Turn the listing below into a numbered list, one item per line, skipping any blank lines. Leave the pictures out of your answer.

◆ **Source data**
※ ※ ※
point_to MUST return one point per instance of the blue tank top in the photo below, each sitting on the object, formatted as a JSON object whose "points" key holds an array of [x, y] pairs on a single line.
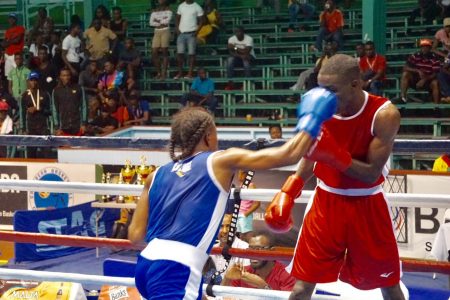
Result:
{"points": [[186, 202]]}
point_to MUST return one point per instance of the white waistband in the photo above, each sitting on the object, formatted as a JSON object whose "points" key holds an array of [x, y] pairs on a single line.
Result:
{"points": [[182, 253], [351, 192]]}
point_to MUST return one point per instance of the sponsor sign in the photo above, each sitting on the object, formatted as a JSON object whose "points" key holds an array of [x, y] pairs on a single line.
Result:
{"points": [[76, 220], [11, 200]]}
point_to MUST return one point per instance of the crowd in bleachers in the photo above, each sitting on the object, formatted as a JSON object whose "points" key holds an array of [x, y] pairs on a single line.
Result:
{"points": [[86, 79]]}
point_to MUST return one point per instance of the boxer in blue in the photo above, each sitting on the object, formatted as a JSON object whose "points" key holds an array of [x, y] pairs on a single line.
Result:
{"points": [[183, 202]]}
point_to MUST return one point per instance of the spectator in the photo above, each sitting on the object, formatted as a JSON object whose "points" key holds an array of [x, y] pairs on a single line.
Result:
※ ※ ※
◆ **RESULT OF THIS TASK**
1. point_to MUST return one point per instance of the blue tank top in the photo below, each sitting on the object, formatted as a JSON object whose "points" key holds an array of [x, y] pairs on a single line.
2. Result:
3. {"points": [[186, 202]]}
4. point_to MUST return one point per instance of the white waistband in the photo above, each sitting on the object, formatted as a JSON object whose "points" key holds an array of [x, y] pairs on a single line.
5. Result:
6. {"points": [[182, 253], [351, 192]]}
7. point_to MUST return one point per instance of the sponsor sign in the photo above, each sitting on the object, formatted as a JSON object whose "points" key holds an array of [x, y] pairs on a single line.
8. Result:
9. {"points": [[76, 220], [11, 200]]}
10. point_to MUST return one point per instance of the crowd in bleachers in the photo above, each sitting on the object, formatted as a JSON object whose "points" key holds an array of [x, y] pairs on a single line.
11. Result:
12. {"points": [[86, 79]]}
13. point_to MUST return one point per instance of the boxer in blue in the photo above, each sitting on the object, formatted as a JSON object whose "points" key holds an array of [x, y] pairs on a single line.
14. Result:
15. {"points": [[183, 202]]}
16. point_to MUST return one point per instance of the spectator in the photo above, each sitting on the object, formatted as a JSON object whose "points" key holds an array of [x, y] pairs on a single line.
17. Result:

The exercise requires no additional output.